# PROBLEM A
Express the records as a numbered list, starting at their first line and running up to and including the line that contains "<point>358,157</point>". Leave out any blank lines.

# SOURCE TEXT
How to get dead time from monitoring information?

[maxnoe]

UCTS comes with a busy_counter that should tell as the exact dead time.

Once ucts is reliable, we should use that instead of the estimation implemented in #605

The data is in event.lst.tel[1].evt.ucts_busy_counter I don't know yet how these values must be interpreted.

[maxnoe]

There seems to be a real need for this, since there is a non-zero amount of dead time that seems not to come from cosmic events daq, which would not be covered by the estimation implemented in lstchain.

See this plot of ucts_busy_counter vs. ucts_timestamp after fixing the dtypes in ctapipe_io_lst:

This is for the first 53k Events of run 2610.

[maxnoe]

@mdpunch

Could you maybe confirm or correct that we have to compare the UCTS busy counter with the UCTS clock counter to get the correct dead time fraction?

[DirkHoffmann]

Hello @maxnoe, this plot deserves some investigation indeed. Please open a ticket in the LST-DAQ section for that.

IMHO, you are starting from wrong assumptions. This statement is not correct to all extents:

UCTS comes with a busy_counter that should tell as the exact dead time.

The busy counter (if that is how you call the "event busy counter", according to the official documentation) does not tell the dead time, but the number of events triggered during busy time (hence not read out). E.g. two triggers triggered in a "pure front-end dead-time" period within the 7.8µs dead time of a previously triggered event count for a maximum of … 7.8µs each. But the same two triggers taken in a period with additional second-order dead-time (from network or storage congestion) would account for approximately the inverse of the average busy trigger rate during that period. This topic is too complex to be discussed on the shoulder of a github ticket. Feel free to call me.

[maxnoe]

The busy counter (if that is how you call the "event busy counter", according to the official documentation) does not tell the dead time, but the number of events triggered during busy time (hence not read out).

I don't know in which scenario the number of missed events would be needed. The actual busy time however, is needed for any physics analysis.

How (other than the flawed method of estimating it via poisson statistics) are we supposed to retrieve this information?

[moralejo]

I don't know in which scenario the number of missed events would be needed. The actual busy time however, is needed for any physics analysis.

Isn't the former a proxy of the latter?

[maxnoe]

Isn't the former a proxy of the latter?

Not really, since any number of events can come in the same busy time window, including 0.

[moralejo]

"Statistical proxy" if you want. Then, since we know the interleaved rate, we know how many are physics events. Hence you can correct (again, statistically) for the lost events, which is equivalent to calculating effective time I think.

[maxnoe]

Then we are full circle back again to using a statistical estimate of some higher level data instead of a value provided by the monitoring stream.

[maxnoe]

This topic is too complex to be discussed on the shoulder of a github ticket. Feel free to call me.

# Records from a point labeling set
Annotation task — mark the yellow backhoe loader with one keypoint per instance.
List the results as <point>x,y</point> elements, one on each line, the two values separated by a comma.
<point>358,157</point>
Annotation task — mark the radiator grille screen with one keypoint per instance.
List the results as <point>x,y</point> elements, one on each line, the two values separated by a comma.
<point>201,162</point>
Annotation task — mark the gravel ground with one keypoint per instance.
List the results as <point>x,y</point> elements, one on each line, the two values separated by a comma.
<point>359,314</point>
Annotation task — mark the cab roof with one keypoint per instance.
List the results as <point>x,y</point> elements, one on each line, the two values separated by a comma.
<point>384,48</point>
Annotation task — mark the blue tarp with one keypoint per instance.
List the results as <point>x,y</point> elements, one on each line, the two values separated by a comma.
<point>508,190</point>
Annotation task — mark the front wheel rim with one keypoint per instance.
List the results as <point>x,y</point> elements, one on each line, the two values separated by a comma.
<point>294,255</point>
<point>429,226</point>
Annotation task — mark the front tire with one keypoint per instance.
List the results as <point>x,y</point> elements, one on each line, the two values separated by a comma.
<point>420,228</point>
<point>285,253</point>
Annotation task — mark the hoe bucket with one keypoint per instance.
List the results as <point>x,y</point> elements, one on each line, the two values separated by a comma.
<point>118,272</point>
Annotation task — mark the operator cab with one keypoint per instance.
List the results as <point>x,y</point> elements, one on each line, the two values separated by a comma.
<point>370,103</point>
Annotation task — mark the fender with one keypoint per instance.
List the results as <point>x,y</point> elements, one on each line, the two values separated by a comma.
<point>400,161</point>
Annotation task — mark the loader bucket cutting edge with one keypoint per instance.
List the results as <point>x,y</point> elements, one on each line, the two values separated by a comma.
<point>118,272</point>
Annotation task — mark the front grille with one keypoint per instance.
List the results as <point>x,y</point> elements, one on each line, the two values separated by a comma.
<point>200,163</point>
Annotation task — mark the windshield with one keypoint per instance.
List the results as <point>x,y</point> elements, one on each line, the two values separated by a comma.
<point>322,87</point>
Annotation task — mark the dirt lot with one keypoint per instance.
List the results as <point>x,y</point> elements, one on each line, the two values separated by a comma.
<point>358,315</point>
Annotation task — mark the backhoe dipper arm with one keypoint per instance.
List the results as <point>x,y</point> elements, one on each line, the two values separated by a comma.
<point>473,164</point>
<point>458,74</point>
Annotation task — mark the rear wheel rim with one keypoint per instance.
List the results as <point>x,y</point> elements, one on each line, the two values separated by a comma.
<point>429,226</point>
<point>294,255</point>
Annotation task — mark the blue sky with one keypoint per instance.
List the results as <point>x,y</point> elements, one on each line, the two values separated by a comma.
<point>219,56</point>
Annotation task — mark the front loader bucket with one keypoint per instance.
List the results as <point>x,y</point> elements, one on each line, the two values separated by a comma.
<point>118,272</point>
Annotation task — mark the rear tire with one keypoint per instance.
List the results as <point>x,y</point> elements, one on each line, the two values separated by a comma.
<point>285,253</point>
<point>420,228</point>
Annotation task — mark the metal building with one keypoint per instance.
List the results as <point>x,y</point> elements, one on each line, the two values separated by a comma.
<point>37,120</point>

# PROBLEM B
Continue the thread on getting dead time from monitoring information, starting after its last line.

# RESULT A
1. Annotation task — mark the yellow backhoe loader with one keypoint per instance.
2. List the results as <point>x,y</point> elements, one on each line, the two values separated by a comma.
3. <point>358,157</point>

# RESULT B
@DirkHoffmann While I appreciate the offer and might take you up to it to get started, I think the proper way of obtaining dead time should be documented somewhere, not just given from one person to another in a phone call. This is a centrally important quantity for all analyses and that information must be available in the monitoring data stream.

So could you maybe at least sketch the proper way of obtaining dead time information here or link the corresponding documentation?

[mdpunch]

Hi @maxnoe , I just saw that you pinged me on this.

Could you maybe confirm or correct that we have to compare the UCTS busy counter with the UCTS clock counter to get the correct dead time fraction?

From your plot, it looks like the busy counter is incrementing in bursts, which is strange behaviour.

It should not increment by more than one at a time (and each time should have an accompanying time-stamp), so if it incrementing by more than 1, then likely the TIB is sending the UCTS triggers at a rate higher than the agreed-upon minimum time (500ns, so the TIB can also send us the TriggerType/StereoPattern info).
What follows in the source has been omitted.